[Entries taken from a collection]
- - - -
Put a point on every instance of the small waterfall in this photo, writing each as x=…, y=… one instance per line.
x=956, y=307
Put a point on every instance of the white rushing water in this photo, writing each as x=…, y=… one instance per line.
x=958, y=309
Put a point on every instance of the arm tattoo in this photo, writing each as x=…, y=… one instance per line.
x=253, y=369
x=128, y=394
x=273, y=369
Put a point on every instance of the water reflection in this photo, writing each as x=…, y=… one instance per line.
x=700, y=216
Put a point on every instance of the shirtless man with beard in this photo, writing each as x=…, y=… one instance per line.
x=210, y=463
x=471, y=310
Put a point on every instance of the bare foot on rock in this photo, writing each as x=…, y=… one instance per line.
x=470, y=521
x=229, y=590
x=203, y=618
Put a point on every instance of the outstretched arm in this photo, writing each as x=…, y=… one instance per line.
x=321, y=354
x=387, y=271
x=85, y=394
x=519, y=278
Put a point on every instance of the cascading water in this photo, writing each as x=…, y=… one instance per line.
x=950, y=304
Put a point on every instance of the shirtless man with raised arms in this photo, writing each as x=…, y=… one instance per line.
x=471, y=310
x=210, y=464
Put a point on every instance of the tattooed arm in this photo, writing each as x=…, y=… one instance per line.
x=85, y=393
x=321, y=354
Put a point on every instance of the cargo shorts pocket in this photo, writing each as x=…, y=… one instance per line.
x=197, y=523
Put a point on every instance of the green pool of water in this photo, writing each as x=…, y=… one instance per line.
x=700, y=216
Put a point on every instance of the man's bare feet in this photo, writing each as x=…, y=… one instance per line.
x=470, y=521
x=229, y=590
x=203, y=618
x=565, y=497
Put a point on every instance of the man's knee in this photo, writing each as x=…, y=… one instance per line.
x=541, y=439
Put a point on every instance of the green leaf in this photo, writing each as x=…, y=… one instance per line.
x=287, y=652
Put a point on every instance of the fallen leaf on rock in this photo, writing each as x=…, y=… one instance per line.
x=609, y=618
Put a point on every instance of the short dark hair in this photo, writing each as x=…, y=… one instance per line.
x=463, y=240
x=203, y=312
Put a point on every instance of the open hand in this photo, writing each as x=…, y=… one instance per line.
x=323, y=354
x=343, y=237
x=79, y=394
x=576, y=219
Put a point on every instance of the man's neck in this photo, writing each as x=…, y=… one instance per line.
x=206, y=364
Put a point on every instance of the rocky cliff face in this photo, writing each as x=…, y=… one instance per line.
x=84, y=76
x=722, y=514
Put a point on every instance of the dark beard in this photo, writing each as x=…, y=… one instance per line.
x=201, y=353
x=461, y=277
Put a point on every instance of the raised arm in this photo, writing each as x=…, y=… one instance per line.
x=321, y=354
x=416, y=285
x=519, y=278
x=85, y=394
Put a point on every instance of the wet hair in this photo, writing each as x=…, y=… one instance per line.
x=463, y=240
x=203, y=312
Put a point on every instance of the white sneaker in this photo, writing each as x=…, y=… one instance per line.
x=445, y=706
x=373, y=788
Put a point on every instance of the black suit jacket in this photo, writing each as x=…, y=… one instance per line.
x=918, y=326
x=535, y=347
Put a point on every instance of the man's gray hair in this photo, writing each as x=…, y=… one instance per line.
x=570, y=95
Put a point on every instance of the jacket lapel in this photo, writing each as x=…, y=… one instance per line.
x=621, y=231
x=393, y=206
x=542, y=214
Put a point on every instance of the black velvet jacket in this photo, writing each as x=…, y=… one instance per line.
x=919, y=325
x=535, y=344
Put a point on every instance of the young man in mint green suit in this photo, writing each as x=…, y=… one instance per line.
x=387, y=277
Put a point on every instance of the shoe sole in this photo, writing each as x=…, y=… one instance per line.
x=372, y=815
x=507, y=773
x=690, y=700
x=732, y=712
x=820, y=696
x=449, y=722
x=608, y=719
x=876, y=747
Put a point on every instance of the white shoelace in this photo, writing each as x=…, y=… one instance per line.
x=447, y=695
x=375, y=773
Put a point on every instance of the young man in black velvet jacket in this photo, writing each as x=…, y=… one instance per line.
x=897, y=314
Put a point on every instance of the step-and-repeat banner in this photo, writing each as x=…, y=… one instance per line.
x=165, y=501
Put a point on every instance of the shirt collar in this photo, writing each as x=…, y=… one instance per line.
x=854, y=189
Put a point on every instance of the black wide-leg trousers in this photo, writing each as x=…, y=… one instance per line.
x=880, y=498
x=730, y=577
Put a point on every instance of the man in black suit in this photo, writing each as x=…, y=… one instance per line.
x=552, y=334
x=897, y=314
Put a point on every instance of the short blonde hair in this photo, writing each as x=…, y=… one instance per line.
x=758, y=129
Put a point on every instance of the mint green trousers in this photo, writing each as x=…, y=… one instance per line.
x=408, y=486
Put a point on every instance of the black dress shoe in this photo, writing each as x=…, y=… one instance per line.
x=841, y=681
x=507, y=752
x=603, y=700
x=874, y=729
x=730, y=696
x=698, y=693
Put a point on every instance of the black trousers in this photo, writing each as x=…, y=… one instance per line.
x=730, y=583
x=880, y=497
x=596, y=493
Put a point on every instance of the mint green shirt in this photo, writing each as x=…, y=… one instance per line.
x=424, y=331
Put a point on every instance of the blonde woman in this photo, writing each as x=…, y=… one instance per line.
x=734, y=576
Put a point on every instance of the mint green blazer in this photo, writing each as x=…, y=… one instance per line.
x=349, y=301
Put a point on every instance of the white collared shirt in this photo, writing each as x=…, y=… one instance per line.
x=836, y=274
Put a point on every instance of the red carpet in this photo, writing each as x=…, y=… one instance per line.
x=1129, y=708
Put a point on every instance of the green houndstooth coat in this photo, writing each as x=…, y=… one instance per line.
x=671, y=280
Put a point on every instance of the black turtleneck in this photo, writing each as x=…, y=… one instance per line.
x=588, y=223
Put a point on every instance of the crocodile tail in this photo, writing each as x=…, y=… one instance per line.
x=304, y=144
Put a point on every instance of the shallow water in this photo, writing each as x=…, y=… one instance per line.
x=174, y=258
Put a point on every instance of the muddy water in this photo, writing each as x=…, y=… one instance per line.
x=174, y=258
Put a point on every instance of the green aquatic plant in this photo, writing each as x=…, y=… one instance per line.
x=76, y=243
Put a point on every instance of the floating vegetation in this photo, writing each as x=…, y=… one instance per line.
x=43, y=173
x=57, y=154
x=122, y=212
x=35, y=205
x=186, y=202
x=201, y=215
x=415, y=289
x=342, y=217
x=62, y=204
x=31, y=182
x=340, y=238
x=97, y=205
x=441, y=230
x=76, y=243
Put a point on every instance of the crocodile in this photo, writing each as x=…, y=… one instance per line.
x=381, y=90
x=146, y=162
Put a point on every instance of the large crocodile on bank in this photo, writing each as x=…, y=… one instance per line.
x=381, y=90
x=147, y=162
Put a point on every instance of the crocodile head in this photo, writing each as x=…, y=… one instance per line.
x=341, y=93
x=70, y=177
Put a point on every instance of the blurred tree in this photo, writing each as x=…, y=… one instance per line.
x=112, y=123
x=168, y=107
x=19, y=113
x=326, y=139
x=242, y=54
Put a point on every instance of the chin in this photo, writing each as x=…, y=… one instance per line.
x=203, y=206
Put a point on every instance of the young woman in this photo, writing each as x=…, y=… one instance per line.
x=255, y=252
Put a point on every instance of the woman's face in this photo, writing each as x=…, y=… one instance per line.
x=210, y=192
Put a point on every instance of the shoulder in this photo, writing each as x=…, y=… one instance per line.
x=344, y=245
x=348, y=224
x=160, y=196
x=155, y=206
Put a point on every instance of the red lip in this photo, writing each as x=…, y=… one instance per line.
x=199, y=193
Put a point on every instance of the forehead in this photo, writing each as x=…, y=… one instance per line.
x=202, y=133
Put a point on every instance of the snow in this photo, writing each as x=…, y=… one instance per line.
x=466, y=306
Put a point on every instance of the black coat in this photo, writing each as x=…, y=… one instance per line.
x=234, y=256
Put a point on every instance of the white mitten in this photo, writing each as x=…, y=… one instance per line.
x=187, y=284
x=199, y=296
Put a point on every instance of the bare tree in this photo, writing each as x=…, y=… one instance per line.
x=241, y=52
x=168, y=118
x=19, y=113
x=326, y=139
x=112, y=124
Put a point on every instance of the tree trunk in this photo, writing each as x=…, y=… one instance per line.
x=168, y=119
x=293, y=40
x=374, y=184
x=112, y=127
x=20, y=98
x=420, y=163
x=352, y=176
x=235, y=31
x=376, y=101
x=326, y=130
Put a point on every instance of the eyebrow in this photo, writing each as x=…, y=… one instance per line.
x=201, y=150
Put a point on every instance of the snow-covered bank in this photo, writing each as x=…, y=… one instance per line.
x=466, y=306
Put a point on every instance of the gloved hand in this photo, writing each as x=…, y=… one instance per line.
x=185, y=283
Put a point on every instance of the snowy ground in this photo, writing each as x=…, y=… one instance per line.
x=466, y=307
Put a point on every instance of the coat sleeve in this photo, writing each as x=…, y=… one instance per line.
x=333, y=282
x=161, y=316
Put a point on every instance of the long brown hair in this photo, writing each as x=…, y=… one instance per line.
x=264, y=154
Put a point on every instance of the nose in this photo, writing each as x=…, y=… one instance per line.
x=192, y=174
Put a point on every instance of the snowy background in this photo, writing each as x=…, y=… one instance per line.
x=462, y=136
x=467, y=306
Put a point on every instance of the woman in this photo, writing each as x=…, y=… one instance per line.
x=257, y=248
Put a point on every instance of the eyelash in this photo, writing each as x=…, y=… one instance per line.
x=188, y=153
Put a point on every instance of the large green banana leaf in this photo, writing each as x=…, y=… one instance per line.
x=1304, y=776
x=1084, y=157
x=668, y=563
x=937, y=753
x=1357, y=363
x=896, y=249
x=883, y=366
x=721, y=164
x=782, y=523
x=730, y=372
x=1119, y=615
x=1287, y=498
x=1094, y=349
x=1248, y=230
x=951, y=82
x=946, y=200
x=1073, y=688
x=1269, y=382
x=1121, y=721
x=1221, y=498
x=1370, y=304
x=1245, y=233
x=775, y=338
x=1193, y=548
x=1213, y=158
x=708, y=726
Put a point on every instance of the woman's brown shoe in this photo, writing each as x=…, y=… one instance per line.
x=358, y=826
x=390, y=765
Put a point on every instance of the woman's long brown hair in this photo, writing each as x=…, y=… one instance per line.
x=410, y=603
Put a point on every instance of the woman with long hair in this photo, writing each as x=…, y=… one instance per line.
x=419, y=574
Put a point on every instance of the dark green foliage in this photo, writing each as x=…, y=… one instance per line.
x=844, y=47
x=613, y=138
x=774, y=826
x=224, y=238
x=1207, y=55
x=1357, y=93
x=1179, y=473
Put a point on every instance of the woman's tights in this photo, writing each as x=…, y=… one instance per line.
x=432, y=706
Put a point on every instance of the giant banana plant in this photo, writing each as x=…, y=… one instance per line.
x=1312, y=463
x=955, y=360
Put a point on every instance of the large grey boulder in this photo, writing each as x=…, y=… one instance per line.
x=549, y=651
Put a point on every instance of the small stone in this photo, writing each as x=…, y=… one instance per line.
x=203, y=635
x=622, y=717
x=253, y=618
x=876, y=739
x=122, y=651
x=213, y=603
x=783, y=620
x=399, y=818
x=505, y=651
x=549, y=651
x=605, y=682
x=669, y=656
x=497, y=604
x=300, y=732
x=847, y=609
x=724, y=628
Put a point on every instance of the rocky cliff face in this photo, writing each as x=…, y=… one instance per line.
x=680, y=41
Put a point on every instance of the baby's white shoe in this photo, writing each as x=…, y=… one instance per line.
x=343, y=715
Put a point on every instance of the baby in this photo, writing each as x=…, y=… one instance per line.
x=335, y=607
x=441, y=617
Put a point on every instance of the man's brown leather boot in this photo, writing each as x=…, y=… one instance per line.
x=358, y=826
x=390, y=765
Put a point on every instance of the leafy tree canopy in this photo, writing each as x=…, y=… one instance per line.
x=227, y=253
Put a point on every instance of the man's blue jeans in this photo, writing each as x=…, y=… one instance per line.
- - - -
* **Description of the task**:
Resize this data by writing out again every line from the one that contains "Put a point on every instance of the nose" through the one that contains "x=188, y=153", both included, keeping the requests as they are. Multiply each coordinate value in the answers by 1.05 and round it to a whole number, with halves rounded up.

* **Answer to the problem**:
Put a point on every instance of the nose in this photo, writing each as x=…, y=… one instance per line.
x=202, y=183
Put a point on every instance of the snowy background in this photo, writing each as x=…, y=… one instance per line.
x=485, y=143
x=490, y=321
Put a point on every instance of the woman in this photo, writing each as x=…, y=… one instance per line.
x=270, y=260
Put a point on every instance of the eyelash in this photo, writing each as x=…, y=… one instance per line.
x=197, y=161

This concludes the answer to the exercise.